(Referring expression data)
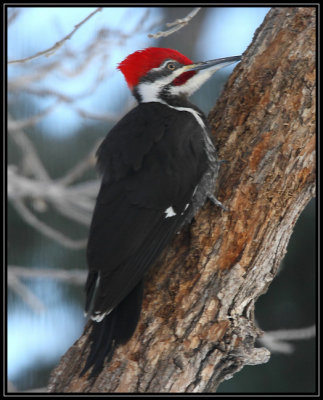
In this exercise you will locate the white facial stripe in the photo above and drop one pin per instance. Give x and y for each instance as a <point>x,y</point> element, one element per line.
<point>170,212</point>
<point>193,83</point>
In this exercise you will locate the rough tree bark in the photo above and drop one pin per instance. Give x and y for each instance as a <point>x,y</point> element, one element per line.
<point>197,325</point>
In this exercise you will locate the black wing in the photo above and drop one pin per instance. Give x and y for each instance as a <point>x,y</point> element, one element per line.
<point>151,162</point>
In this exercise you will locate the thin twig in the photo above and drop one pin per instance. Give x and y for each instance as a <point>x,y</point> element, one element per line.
<point>177,25</point>
<point>27,296</point>
<point>75,276</point>
<point>57,45</point>
<point>29,152</point>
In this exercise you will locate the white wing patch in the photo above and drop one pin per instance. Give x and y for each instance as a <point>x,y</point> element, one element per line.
<point>170,212</point>
<point>99,316</point>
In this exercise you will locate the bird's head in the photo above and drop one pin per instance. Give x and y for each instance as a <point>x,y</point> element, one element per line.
<point>155,74</point>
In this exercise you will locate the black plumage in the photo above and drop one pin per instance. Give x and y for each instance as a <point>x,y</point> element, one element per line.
<point>158,166</point>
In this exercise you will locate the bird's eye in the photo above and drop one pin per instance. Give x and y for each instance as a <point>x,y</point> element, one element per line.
<point>171,66</point>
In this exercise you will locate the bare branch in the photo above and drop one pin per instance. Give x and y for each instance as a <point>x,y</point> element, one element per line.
<point>177,25</point>
<point>276,341</point>
<point>32,220</point>
<point>27,296</point>
<point>31,158</point>
<point>31,121</point>
<point>57,45</point>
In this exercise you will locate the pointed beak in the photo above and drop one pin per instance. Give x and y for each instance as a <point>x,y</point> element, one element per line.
<point>213,65</point>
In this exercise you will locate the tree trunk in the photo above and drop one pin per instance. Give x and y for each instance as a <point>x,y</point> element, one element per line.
<point>197,324</point>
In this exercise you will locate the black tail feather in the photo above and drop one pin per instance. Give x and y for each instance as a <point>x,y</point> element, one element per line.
<point>116,328</point>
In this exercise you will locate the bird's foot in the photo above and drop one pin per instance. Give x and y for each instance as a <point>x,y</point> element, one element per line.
<point>217,202</point>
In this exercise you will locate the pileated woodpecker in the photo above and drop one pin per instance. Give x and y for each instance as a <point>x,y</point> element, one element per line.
<point>158,167</point>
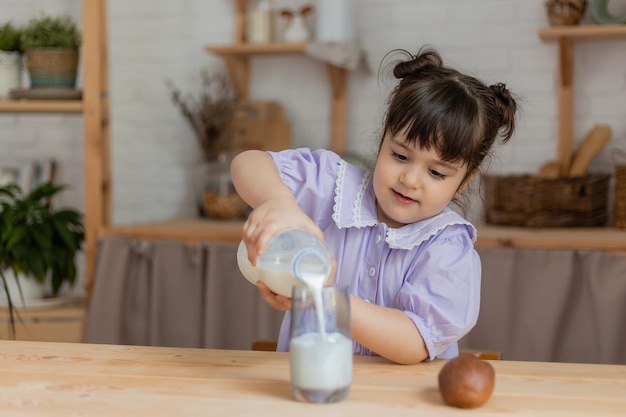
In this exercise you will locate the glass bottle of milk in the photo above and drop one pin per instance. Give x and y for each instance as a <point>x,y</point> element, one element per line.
<point>292,257</point>
<point>320,347</point>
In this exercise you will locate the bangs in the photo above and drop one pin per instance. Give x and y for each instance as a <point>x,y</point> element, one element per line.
<point>444,118</point>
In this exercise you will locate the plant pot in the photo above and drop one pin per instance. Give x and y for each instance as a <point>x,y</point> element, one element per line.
<point>31,289</point>
<point>52,67</point>
<point>10,72</point>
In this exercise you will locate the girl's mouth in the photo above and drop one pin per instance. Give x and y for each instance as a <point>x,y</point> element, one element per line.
<point>402,198</point>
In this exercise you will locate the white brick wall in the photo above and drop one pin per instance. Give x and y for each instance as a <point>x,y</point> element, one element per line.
<point>153,40</point>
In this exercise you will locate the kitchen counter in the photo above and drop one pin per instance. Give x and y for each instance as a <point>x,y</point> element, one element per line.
<point>66,379</point>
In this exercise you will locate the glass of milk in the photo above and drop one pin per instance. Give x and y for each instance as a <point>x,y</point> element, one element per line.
<point>320,347</point>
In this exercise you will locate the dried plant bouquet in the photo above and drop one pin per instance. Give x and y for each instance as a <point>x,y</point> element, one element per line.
<point>211,113</point>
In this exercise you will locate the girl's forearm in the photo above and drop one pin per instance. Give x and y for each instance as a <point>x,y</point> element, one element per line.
<point>387,331</point>
<point>256,178</point>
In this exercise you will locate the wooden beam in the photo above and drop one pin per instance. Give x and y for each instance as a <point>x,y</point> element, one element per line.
<point>566,103</point>
<point>94,94</point>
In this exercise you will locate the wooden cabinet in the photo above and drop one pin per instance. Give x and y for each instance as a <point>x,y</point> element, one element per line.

## HOW TO COMPLETE THIS TASK
Copying begins at the line that holds "In this exercise you will locate the wooden beam" and ends at the last line of the data above, with both included and each line kept exactly.

## SOLUTION TO THIS PROBLEM
In this exercise you will locate the wooden beam in the photo above and drop one pin per instance. Give x and y for each instance as a <point>x,y</point> element, one element per line.
<point>566,103</point>
<point>94,94</point>
In this exercise you will locate the wooden cabinet in the photo above and drop one pin per instance. Give x and y for each instance as a <point>x,y</point> element, one element per line.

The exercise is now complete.